> **PROBLEM TO WORK ON**:
Using the records below, report how many lines include "water", and give no more than the number.
[PROVIDED RECORDS Boundary: Start]
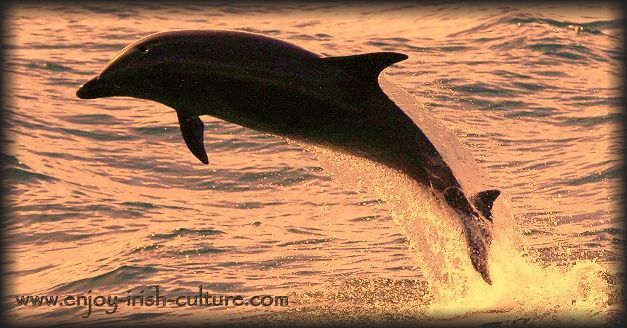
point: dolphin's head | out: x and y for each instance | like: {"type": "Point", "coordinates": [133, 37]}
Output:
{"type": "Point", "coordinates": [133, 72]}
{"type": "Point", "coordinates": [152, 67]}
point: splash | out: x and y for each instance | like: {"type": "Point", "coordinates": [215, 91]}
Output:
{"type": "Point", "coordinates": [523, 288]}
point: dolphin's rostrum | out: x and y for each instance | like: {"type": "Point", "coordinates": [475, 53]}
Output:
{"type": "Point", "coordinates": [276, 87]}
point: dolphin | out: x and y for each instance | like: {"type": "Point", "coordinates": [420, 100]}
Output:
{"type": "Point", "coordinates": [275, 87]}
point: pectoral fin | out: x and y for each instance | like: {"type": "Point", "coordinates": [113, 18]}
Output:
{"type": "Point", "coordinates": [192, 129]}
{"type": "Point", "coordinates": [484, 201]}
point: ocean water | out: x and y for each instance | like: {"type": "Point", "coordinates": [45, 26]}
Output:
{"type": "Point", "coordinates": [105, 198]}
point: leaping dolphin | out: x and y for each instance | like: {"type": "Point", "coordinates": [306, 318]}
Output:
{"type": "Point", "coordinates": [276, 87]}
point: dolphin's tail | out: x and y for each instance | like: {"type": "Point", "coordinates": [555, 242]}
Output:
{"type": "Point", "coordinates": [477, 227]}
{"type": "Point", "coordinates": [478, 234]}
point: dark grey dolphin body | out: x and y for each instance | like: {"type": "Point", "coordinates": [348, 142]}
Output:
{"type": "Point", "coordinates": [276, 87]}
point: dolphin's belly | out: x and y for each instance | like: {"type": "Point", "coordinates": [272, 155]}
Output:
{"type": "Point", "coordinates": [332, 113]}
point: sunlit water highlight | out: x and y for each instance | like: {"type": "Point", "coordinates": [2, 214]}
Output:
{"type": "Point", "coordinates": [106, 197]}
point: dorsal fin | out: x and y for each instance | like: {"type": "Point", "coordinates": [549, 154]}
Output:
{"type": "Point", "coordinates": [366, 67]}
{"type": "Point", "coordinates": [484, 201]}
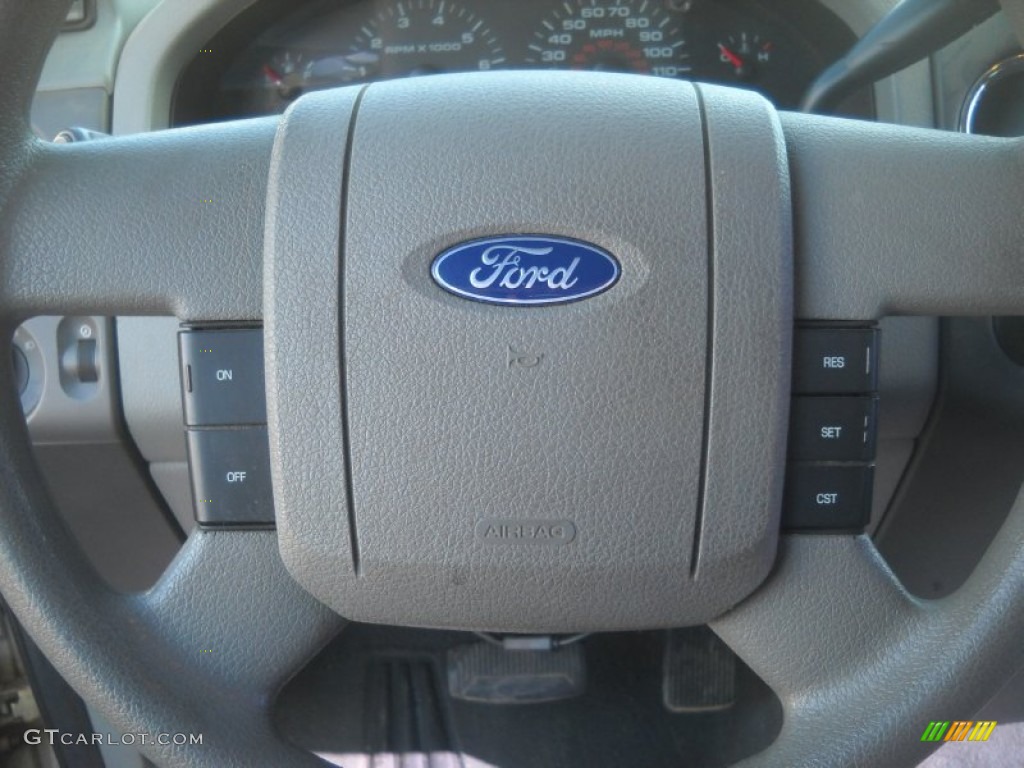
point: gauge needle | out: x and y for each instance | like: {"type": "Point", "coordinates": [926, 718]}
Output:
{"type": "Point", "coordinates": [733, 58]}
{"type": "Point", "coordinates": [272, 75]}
[PROVIDED RECORDS Boundary: End]
[PROVIDED RECORDS Boundary: Start]
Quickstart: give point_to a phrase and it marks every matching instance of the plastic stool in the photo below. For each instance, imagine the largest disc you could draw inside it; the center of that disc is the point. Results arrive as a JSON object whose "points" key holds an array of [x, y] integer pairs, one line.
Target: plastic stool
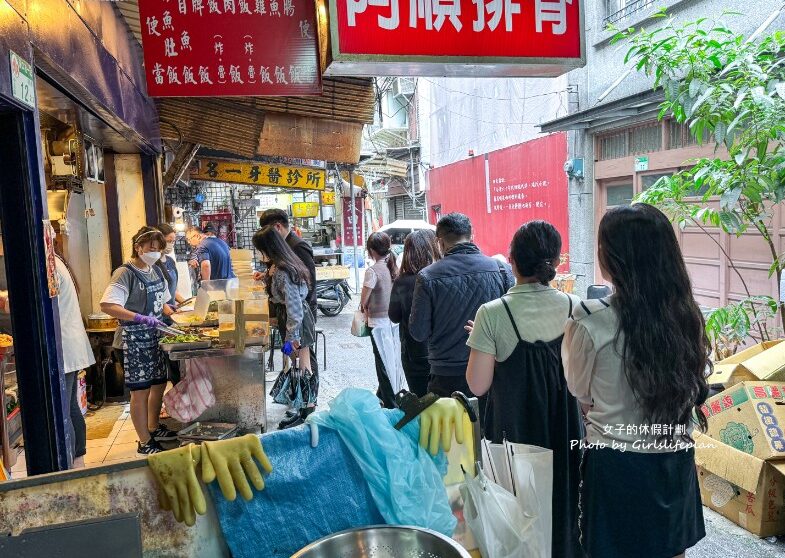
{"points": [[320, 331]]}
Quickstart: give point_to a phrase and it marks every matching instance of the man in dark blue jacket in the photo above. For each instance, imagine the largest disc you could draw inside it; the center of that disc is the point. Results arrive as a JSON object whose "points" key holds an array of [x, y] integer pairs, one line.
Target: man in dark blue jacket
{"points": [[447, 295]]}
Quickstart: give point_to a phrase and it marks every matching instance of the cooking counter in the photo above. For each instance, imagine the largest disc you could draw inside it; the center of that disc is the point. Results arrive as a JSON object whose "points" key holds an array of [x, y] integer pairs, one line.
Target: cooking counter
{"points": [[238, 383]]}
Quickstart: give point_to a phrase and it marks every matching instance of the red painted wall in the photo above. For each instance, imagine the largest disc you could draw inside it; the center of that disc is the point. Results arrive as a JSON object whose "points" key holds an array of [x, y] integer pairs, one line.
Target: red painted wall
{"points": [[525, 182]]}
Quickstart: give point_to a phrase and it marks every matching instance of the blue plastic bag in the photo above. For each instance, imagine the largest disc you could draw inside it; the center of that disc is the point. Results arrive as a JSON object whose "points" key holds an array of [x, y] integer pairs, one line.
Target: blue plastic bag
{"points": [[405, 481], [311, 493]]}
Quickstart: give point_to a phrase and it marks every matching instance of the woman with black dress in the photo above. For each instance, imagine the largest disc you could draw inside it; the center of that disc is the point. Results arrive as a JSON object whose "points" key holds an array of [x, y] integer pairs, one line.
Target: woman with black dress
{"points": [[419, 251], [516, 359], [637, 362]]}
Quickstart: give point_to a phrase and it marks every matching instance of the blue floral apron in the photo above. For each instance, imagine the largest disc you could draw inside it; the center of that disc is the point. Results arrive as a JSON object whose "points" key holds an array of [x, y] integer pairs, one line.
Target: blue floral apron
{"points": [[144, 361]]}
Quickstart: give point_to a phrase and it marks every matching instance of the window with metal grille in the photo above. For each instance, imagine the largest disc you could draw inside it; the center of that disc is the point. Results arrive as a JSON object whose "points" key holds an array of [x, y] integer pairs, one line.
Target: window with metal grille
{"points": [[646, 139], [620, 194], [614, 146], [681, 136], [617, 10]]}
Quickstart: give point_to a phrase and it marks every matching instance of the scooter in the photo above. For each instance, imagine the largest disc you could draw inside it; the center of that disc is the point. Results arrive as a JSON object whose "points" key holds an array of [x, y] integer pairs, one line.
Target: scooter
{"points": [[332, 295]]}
[PROVIDED RECORDS Boundary: End]
> **YOUR SOLUTION**:
2